--- START OF Data section ---

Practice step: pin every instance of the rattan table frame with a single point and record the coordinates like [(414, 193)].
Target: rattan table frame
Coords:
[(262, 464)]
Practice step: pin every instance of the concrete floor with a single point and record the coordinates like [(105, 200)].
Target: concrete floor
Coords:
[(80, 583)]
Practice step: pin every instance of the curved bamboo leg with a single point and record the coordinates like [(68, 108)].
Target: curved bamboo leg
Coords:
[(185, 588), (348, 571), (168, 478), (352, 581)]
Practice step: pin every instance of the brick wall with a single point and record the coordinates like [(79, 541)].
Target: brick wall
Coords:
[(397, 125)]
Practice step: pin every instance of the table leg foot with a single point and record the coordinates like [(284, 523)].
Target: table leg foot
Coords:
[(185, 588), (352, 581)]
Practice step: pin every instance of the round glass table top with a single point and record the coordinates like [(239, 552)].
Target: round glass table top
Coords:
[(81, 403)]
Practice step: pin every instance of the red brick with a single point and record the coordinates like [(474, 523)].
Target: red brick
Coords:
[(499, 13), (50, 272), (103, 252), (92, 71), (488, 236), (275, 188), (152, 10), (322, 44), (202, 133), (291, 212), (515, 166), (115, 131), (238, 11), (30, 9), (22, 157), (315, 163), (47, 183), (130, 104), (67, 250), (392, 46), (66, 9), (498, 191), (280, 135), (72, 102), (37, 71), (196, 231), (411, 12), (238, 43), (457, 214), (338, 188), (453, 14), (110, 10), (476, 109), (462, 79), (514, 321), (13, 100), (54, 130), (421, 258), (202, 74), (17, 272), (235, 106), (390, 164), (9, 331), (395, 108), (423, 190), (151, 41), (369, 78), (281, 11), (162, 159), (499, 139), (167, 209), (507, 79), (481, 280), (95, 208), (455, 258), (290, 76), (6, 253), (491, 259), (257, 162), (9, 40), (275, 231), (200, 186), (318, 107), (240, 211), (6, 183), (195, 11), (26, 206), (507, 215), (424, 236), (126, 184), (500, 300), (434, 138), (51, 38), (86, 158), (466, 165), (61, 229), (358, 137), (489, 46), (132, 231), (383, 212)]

--- END OF Data section ---

Please return the data above exactly as given.

* **Exercise response**:
Practice step: pin every instance of the rattan table frame with a single point and record the coordinates like [(414, 193)].
Target: rattan table frame
Coords:
[(262, 464)]
Practice step: pin every instance of the concrete floor with a single point and record the coordinates like [(105, 200)].
Target: concrete floor
Coords:
[(80, 583)]
Practice step: pin every instance of the curved bamboo leg with a single point and record the coordinates like [(68, 108)].
Target: curved bamboo leg
Coords:
[(185, 588), (348, 571), (168, 478), (352, 581)]
Practice step: pin every instance of the brick wall with a single point and record the coordinates like [(79, 541)].
Target: brick wall
Coords:
[(397, 125)]
Practice step: pin every instance of the table leg foot with a single point and record the coordinates like [(284, 523)].
Target: table leg foot
Coords:
[(185, 588), (352, 581)]
Practice step: pin every instance of the round glass table top with a single point and record the coordinates like [(239, 552)].
Target: round glass table top
Coords:
[(81, 403)]
Practice step: pin every instance of the red brick with a single point and record the coordinates like [(474, 523)].
Target: red brick
Coords:
[(499, 13), (50, 272), (103, 252), (92, 71), (488, 236), (275, 188), (152, 10), (322, 44), (202, 133), (291, 212), (515, 166), (115, 131), (238, 11), (30, 9), (22, 157), (315, 163), (47, 183), (130, 104), (67, 250), (392, 46), (66, 9), (498, 191), (280, 135), (72, 102), (37, 71), (196, 231), (411, 12), (238, 43), (457, 214), (338, 188), (453, 14), (110, 10), (476, 109), (462, 79), (514, 321), (13, 100), (54, 130), (421, 258), (202, 74), (17, 272), (235, 106), (390, 164), (9, 331), (395, 108), (423, 190), (151, 41), (369, 78), (281, 11), (162, 159), (499, 139), (167, 209), (507, 79), (481, 280), (95, 208), (455, 258), (290, 76), (6, 253), (491, 259), (257, 162), (9, 40), (275, 231), (200, 186), (318, 107), (240, 211), (6, 183), (195, 11), (26, 206), (507, 215), (424, 236), (126, 184), (500, 300), (434, 138), (51, 38), (86, 158), (466, 165), (61, 229), (358, 137), (489, 46), (132, 231), (383, 212)]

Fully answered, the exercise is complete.